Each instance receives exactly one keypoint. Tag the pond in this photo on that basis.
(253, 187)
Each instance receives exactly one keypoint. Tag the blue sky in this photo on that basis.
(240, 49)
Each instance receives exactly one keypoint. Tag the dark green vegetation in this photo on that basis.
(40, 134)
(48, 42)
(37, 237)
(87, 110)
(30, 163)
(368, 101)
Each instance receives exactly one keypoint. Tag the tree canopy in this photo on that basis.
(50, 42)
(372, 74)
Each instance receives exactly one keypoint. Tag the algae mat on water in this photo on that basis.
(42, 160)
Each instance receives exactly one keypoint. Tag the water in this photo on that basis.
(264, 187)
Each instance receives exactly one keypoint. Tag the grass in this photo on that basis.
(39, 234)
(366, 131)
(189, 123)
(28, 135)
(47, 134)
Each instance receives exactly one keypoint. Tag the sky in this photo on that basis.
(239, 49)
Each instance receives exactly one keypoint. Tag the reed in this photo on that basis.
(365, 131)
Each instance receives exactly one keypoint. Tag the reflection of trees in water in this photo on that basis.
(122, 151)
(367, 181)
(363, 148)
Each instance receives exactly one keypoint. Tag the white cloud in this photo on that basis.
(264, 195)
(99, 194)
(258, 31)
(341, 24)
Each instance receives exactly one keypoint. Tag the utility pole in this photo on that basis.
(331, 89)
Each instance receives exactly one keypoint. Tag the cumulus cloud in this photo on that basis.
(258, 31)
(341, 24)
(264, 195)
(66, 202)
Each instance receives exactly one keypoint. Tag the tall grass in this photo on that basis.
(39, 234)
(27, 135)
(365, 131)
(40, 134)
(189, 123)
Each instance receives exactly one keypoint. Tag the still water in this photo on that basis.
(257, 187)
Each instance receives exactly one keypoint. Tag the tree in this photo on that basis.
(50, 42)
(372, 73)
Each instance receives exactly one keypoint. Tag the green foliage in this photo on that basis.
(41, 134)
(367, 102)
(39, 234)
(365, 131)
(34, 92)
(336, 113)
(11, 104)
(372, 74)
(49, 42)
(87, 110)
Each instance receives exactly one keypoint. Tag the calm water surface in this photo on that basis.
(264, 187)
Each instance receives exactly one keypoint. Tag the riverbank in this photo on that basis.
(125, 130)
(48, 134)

| TASK DIRECTIONS |
Reproduce the stretch of entries from the line containing "Each instance receives exactly one keypoint. Tag the white" through the end of the entries, both ends included and with the request lines kept unchanged. Multiply each answer coordinate by 1.05 and round it to a whole number, halves up, and output only those lines.

| FULL ANSWER |
Each instance receives exactly one keypoint. Tag the white cloud in this photo on that basis.
(277, 205)
(104, 204)
(271, 33)
(358, 25)
Each instance receives exactly one keypoint. Tag the utility pole in this photo on that basis.
(348, 93)
Each instance receives exactly one keypoint. Tag the cumulus cloud in this photo on that basis.
(271, 33)
(358, 25)
(277, 205)
(69, 212)
Each instance receives exactly one keypoint. Tag the tall grass in this photo on that basis.
(41, 246)
(28, 142)
(383, 138)
(42, 141)
(198, 129)
Each instance receives exactly one keypoint. Tag the still water in this photo on that basis.
(270, 196)
Each instance receives exactly one keypoint. Tag the tree in this photo on that basis.
(53, 44)
(391, 77)
Each instance receives exactly one keypoint. Tag the green foliage in this photo on that basis.
(43, 141)
(385, 107)
(41, 246)
(383, 138)
(36, 97)
(353, 119)
(12, 109)
(391, 78)
(51, 44)
(91, 116)
Each instance receives exactly one keypoint. Tag the calm water surface in this photo on that basis.
(277, 196)
Each instance receives exactly one keypoint. Tag the riverbank in this photo on that basis.
(131, 137)
(50, 141)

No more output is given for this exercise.